In the data below, give back word for word every line from the one containing "FIND: round wall mirror" through the one containing "column 267, row 133", both included.

---*---

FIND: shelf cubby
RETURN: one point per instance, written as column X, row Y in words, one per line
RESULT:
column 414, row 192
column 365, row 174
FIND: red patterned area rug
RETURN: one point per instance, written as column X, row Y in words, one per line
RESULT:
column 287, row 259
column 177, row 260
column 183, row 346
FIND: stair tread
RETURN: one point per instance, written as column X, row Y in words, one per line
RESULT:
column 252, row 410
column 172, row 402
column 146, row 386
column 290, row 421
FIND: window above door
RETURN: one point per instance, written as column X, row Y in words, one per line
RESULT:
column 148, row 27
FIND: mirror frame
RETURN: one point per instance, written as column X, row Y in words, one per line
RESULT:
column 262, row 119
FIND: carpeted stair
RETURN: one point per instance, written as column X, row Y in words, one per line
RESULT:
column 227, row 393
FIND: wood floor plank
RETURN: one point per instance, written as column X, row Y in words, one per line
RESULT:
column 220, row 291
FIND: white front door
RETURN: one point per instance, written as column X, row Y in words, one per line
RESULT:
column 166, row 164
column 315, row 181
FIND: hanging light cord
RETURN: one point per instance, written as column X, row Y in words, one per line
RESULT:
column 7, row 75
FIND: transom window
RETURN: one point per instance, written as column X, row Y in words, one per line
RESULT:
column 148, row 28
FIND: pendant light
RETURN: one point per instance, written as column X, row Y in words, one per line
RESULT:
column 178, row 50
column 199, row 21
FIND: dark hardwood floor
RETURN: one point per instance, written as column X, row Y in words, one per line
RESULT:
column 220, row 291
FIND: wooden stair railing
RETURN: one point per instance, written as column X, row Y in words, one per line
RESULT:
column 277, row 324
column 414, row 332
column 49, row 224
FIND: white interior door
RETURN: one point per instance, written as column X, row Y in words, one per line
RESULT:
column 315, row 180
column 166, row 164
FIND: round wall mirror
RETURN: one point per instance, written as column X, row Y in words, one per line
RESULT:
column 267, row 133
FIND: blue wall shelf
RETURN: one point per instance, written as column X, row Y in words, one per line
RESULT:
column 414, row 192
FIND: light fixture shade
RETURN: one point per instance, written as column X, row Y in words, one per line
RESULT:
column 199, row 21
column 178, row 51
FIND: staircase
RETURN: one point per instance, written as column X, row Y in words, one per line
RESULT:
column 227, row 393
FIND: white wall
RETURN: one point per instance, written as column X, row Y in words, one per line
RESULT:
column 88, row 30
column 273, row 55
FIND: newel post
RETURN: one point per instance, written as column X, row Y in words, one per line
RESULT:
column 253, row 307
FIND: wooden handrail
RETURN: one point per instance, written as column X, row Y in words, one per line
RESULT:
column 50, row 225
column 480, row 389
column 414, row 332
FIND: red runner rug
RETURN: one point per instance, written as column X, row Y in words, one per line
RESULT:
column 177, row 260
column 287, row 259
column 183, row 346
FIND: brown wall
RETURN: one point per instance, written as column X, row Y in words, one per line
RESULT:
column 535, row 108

---*---

* WORKED SOLUTION:
FIND: round wall mirror
RETURN: one point per instance, written as column X, row Y in words, one per line
RESULT:
column 267, row 133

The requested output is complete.